------ Page

Losing A Sense Of Transparency
To the Editor:
(The following letter, to the Fairfield Hills Authority, has been received for publication in The Newtown Bee.)
Dear All,
I have noticed, and recently mentioned, the FHA’s growing lack of lack of transparency.
The “minutes” of a July 9th meeting of our subcommittee, for example, as delivered and posted, were effectively blank. They mention that the meeting began at 8:30 am, that there was “discussion,” and that, at 9:30 am, those present voted “unanimously,” to adjourn. It was not the fault of the minute-taker. She was doing her job. It is the authority’s new penchant for secrecy — coupled with a reluctance to ask questions or to look at documents closely and to keep accurate records — that accounts, I think, for our “failure” to carry out our mandate and our eagerness to rush into projects that may be briefly profitable to their proposers but will, from beginning to end, cost Newtown taxpayers enormous sums, ruin the campus, and leave our successors with more to clean up and remediate, more expensively and less safely, than what we have now.

------------
------ Recorded information

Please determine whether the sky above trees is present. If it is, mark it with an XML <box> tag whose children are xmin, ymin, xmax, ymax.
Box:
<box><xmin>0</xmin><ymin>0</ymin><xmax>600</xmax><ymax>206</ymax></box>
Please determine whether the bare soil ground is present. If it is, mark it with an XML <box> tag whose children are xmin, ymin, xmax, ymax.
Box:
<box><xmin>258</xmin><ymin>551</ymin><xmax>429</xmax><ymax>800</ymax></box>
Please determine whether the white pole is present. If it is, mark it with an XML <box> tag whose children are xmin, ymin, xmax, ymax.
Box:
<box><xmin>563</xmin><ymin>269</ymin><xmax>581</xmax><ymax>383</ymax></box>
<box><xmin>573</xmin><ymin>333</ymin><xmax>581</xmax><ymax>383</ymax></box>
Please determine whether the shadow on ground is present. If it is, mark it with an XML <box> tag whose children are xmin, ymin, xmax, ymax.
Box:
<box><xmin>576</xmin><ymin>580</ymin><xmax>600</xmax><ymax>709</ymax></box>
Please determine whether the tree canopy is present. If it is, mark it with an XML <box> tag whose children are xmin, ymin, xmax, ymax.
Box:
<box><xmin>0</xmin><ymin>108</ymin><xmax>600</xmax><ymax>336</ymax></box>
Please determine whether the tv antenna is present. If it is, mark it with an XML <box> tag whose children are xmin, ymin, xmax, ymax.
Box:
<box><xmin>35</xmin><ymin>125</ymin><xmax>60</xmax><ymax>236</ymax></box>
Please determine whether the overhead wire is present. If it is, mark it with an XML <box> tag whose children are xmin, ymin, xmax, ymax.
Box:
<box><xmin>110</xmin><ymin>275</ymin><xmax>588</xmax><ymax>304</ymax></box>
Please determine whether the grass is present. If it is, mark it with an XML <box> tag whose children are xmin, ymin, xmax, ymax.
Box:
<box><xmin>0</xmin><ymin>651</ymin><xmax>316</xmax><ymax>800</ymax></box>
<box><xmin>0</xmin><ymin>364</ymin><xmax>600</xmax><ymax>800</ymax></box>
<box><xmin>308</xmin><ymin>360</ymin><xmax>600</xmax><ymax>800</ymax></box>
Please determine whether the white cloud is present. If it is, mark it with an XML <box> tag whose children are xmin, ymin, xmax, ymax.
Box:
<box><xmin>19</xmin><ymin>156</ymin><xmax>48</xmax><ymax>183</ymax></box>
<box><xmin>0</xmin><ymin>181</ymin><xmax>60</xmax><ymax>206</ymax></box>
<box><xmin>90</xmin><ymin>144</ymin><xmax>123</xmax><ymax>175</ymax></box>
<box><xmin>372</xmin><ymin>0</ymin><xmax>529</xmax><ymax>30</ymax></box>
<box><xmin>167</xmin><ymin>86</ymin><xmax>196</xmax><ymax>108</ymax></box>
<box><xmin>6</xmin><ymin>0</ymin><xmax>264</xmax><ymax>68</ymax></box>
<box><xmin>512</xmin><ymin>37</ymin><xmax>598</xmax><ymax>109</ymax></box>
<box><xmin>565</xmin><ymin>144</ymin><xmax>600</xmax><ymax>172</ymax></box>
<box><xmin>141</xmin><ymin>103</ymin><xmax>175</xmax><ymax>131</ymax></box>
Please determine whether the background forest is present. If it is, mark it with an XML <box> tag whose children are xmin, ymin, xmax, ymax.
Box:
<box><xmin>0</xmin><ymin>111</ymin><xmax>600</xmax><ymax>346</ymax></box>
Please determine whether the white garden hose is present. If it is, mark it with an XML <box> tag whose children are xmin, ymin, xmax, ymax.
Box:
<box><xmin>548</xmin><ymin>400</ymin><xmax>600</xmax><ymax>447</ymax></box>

------------

#### [Required tasks]
a: According to the letter about the Fairfield Hills Authority's transparency, what time did the July 9th subcommittee meeting begin?
b: Go on with the letter about the Fairfield Hills Authority's lack of transparency, starting right after its last sentence.

#### [Solved tasks]
a: 8:30 am

b:
The Letter of Intent, from Heroes Villages, is a careless parody of what such a letter should be.
In fact, one of the few specific reports of anything the organization has actually done is an account of East Haven’s rejection of a prior project — not involving a greenhouse, or a restaurant, or a brewery, or a tavern, where “moms and dads can relax after the game” (what game?) The project East Haven rejected was housing, and one of the reasons set forth for that rejection was Village Heroes’ “poor planning and presentation.” Mr St. Lorenzo said the true underlying reason was “racism.”
I wonder what Letter of Intent East haven received. Ours, with its many cobbled-together buzzwords, obliges Newtown taxpayers to take on a huge, immediate expense, for “plumbing, mechanicals,” etc. — right at the start, without any indication what such expenses for a greenhouse, a bar, a restaurant, an “on site” brewery might be. As for the greenhouse (which will, of course, not help “local farmers” but ruin them), when the project fails, as it will (look up “greenhouse,” “hydroponic lettuce,” for that matter “rate of failure for first-year restaurants”), Newtown taxpayers, and the FHA’s successors will bear the responsibility and expense of trying safely to remove the shards of a deserted 80,000 sq. ft. “state of the art” greenhouse.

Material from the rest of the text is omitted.